# [TASK]
Using the records below, output the stretch that opens with the line containing "Target: wooden tabletop" and closes with the line containing "Target: gray sneaker", exactly and including both lines, with nothing more.

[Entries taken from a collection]

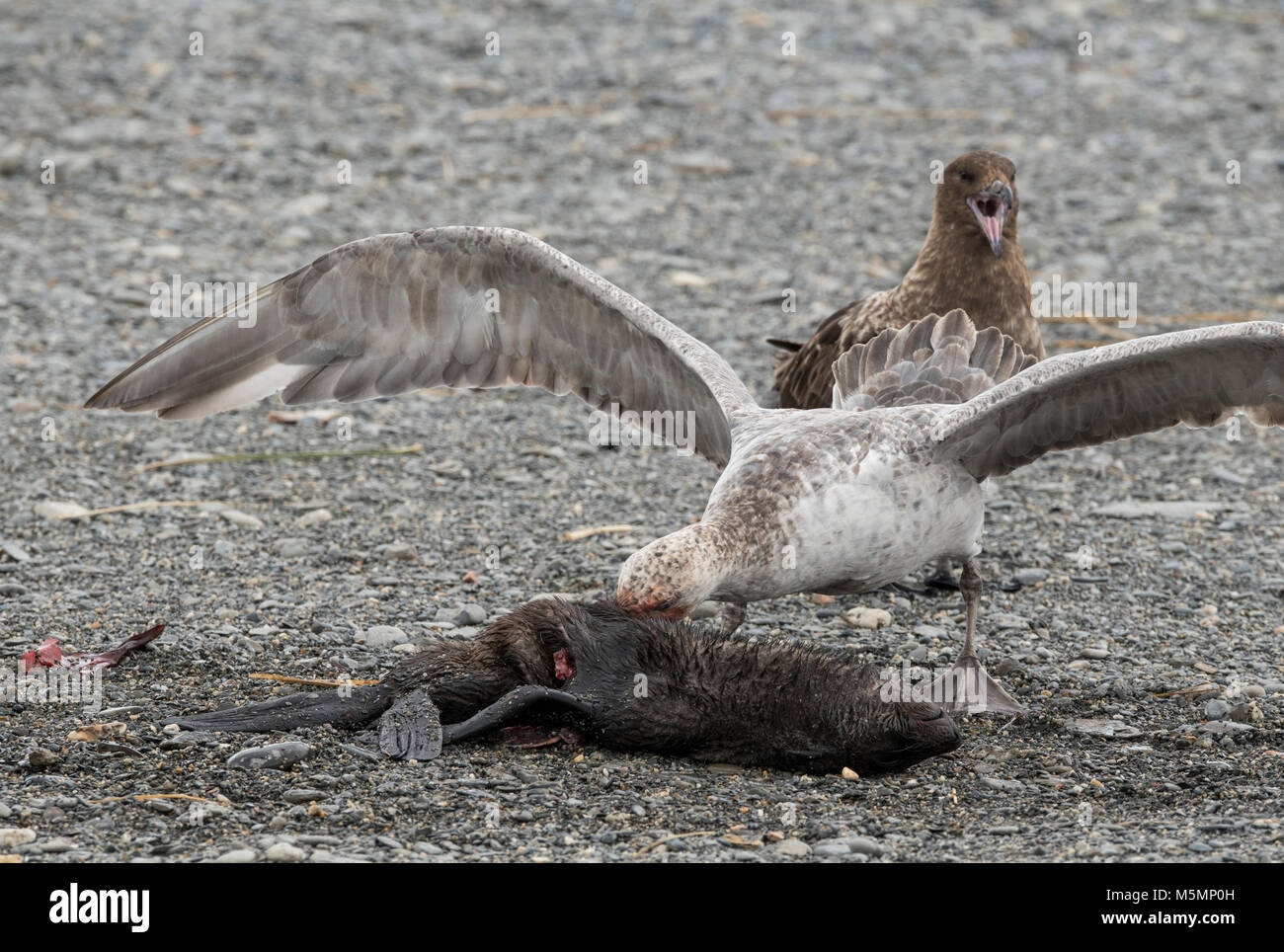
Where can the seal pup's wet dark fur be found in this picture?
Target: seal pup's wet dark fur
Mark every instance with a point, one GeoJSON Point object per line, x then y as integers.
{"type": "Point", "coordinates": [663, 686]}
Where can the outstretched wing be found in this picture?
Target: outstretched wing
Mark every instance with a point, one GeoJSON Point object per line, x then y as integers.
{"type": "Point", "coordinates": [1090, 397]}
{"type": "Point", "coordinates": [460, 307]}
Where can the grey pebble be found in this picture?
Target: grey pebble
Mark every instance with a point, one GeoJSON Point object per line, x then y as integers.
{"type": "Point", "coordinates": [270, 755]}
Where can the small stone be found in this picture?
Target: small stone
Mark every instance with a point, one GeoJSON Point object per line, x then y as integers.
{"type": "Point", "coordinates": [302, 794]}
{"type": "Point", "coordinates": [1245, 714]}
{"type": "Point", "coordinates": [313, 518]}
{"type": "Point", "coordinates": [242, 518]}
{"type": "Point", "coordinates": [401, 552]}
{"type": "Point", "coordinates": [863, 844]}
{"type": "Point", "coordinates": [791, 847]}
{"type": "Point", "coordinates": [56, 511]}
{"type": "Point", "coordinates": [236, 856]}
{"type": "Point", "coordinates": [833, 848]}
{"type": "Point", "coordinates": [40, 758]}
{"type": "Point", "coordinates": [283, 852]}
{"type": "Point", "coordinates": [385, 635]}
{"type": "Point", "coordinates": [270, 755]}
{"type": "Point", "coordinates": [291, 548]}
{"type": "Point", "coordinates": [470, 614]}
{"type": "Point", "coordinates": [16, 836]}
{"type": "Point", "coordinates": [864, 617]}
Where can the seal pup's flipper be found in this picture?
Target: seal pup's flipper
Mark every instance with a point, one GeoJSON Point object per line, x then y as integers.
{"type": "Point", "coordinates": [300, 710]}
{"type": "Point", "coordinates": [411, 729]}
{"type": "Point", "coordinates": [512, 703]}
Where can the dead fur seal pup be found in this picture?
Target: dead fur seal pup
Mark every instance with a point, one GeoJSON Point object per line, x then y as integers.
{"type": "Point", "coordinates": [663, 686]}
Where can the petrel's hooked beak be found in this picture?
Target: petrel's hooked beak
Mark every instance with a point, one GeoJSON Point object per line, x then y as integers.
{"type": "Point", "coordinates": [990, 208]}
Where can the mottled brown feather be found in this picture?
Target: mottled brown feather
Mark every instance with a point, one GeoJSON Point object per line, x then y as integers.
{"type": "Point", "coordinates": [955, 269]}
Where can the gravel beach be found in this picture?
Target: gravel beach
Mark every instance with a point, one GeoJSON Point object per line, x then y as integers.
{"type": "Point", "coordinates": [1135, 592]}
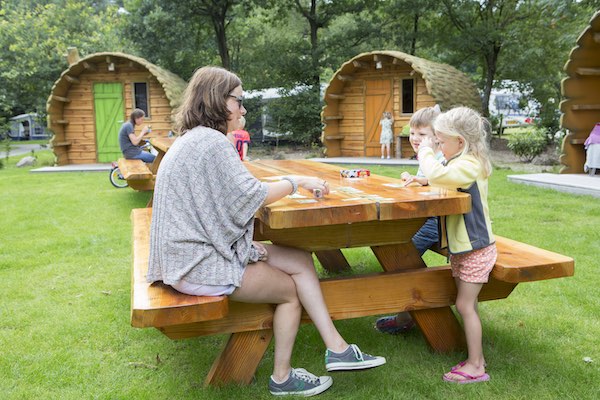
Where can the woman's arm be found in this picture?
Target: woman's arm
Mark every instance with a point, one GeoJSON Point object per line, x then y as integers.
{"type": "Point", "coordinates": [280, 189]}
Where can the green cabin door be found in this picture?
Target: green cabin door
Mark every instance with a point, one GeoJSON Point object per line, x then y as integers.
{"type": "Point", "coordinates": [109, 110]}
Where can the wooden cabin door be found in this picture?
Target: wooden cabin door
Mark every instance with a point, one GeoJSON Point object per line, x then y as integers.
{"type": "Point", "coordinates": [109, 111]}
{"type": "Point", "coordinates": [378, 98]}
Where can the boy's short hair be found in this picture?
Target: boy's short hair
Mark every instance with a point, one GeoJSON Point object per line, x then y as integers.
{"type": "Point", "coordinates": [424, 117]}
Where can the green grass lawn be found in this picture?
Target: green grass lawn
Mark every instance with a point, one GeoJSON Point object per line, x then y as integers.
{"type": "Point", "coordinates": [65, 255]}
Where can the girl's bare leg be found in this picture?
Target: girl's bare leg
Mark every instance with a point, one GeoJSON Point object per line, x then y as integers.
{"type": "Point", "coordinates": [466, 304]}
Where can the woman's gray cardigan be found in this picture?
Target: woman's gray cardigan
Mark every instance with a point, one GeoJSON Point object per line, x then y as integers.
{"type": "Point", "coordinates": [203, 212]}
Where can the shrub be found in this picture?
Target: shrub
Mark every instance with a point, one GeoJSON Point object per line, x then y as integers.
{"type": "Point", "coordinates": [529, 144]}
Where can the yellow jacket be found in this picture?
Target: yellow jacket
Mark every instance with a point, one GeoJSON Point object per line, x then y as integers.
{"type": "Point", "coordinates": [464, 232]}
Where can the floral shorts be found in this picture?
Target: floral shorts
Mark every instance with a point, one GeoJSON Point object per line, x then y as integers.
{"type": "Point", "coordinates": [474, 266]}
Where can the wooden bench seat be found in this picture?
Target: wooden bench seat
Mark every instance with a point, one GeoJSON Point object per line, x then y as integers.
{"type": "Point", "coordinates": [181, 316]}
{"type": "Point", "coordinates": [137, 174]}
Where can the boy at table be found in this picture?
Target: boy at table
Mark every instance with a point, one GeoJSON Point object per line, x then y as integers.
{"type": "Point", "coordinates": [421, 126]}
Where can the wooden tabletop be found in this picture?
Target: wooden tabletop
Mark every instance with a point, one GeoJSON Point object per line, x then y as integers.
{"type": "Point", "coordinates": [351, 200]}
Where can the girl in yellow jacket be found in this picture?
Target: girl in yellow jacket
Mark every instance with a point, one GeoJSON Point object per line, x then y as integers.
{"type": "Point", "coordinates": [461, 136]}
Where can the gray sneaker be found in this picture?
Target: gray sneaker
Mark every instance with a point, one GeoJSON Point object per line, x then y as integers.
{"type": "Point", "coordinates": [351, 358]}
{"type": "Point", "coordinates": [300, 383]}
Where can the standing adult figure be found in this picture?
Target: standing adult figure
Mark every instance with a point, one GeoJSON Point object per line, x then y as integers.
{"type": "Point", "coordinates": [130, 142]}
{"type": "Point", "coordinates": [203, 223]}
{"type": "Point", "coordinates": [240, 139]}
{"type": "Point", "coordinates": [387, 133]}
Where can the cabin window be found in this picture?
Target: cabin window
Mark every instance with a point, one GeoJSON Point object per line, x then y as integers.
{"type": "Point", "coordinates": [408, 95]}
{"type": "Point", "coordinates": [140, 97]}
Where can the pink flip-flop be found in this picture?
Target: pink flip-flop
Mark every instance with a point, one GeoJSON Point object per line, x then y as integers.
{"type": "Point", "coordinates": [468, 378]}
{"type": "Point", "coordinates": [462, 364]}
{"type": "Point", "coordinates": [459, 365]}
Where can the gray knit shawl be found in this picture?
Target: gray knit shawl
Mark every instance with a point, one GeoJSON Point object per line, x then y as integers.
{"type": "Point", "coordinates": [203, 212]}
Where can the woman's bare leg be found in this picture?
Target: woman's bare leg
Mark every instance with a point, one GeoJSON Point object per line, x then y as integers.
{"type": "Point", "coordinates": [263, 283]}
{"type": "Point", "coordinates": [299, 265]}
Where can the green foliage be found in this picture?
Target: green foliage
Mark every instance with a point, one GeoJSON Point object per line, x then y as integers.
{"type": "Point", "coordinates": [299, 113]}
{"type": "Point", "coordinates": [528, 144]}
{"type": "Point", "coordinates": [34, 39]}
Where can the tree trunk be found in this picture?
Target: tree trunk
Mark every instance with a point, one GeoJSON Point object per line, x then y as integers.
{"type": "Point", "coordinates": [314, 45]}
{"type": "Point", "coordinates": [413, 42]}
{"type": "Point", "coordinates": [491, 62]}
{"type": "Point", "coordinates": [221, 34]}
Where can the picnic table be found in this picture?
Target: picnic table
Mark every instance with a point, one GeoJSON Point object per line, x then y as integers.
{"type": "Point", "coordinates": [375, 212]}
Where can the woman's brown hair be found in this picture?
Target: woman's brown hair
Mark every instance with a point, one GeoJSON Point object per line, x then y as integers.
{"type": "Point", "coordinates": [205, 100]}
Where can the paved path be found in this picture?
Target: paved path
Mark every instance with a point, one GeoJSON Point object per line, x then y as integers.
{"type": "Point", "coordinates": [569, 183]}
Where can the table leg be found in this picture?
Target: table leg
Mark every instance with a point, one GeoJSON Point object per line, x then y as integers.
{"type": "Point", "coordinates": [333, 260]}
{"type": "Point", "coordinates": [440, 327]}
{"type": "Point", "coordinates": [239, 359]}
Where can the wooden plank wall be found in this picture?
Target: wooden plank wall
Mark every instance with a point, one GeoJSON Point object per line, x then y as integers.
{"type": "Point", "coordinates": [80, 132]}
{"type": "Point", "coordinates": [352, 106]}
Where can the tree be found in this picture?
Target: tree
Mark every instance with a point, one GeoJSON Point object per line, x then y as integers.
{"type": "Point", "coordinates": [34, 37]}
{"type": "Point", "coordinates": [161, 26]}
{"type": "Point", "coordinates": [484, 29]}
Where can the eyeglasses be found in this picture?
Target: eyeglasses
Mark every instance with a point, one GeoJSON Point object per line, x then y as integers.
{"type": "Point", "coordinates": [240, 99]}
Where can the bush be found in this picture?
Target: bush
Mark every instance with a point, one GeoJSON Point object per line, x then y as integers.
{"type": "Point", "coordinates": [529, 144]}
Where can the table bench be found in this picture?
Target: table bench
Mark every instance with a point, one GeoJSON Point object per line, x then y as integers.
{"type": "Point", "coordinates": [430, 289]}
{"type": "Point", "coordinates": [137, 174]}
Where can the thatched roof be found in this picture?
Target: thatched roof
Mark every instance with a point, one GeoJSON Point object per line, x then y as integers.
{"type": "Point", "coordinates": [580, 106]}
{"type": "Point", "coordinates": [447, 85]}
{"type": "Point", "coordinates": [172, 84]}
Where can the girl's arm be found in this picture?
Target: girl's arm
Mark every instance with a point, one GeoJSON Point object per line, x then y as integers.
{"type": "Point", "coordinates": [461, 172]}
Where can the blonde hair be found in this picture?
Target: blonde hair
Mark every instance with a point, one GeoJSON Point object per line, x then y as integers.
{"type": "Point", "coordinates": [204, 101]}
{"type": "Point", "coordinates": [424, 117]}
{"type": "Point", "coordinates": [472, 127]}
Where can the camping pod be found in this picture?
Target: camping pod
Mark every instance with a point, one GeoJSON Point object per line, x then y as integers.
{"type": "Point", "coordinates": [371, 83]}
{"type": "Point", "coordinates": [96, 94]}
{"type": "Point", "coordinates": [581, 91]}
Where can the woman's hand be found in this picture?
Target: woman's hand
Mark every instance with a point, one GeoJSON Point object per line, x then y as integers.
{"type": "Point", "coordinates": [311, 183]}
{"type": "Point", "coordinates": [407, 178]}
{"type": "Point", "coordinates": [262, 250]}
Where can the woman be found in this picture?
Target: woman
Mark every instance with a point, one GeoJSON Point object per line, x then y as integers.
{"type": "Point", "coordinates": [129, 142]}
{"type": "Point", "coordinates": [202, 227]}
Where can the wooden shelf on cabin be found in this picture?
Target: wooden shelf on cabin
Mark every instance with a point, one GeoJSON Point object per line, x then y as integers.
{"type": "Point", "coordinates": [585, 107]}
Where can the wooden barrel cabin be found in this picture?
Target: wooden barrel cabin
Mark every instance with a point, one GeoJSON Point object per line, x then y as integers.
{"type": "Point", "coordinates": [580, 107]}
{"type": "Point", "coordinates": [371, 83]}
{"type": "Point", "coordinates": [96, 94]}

# [SOLUTION FOR THIS TASK]
Target: wooden tabletop
Mark every instance with a point, one GeoJSON Point object per line, x then y as integers.
{"type": "Point", "coordinates": [351, 200]}
Where can the girl in yellow jacket be found in this picture?
Target: girl in yellow jacket
Mark every instance with a point, one GeoJSON Point object per line, x then y as integers.
{"type": "Point", "coordinates": [461, 136]}
Where can the gray sneaker be found in this picture?
Target: gray sneaker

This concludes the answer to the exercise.